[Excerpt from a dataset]
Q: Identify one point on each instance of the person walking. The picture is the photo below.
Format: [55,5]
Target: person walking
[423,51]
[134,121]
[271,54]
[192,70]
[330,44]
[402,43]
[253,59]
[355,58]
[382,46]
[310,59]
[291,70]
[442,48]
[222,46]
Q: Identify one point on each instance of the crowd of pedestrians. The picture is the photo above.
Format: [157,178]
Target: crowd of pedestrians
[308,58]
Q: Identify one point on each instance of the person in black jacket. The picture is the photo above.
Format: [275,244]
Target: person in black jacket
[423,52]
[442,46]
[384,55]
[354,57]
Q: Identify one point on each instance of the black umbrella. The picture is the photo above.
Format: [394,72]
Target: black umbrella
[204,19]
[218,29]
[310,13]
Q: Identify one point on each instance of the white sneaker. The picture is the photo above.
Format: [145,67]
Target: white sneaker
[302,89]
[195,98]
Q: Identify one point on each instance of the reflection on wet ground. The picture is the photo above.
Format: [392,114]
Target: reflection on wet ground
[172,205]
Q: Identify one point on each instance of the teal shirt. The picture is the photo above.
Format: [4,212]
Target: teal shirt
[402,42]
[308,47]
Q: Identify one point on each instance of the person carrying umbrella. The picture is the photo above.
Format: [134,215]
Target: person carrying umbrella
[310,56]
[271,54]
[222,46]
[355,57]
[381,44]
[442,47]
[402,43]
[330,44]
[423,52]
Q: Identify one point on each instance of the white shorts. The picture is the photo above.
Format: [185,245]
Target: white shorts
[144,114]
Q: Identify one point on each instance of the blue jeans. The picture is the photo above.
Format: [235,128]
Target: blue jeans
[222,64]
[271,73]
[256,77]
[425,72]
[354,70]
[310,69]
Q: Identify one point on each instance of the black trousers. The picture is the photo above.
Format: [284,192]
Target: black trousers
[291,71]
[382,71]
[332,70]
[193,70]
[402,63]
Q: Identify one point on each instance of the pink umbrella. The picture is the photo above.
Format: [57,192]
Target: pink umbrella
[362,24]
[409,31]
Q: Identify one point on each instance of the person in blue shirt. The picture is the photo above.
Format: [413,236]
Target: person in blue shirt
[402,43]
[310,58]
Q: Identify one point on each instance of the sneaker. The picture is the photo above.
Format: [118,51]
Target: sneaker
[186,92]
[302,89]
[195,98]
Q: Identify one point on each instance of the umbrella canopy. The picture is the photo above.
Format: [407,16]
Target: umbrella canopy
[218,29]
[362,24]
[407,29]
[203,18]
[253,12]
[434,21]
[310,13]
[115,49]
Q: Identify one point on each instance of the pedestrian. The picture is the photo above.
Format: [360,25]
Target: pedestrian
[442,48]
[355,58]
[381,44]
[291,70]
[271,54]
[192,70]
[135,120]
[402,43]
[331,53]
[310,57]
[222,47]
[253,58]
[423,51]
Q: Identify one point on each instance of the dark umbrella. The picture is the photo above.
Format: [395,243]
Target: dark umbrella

§ Set problem: Print nothing but the lines from the line with "Q: Identify one point on each instance of the umbrella" to the last line of the records above. Both of those lines count.

§ Response:
Q: Identify one point on each instance of the umbrella canopy. The picture is the photo above.
Format: [407,16]
Target: umbrella canopy
[218,29]
[362,24]
[407,29]
[203,18]
[253,12]
[434,21]
[310,13]
[115,49]
Q: Identify one point on each instance of the pedestrian. The picture is the photo above.
Format: [360,25]
Target: pedestrian
[442,48]
[355,58]
[381,44]
[291,70]
[271,54]
[192,70]
[135,120]
[402,43]
[331,53]
[310,57]
[222,47]
[253,58]
[423,51]
Q: Identify one point on each instance of the dark umbrella. The picture is the photo above.
Format: [395,243]
Target: dark umbrella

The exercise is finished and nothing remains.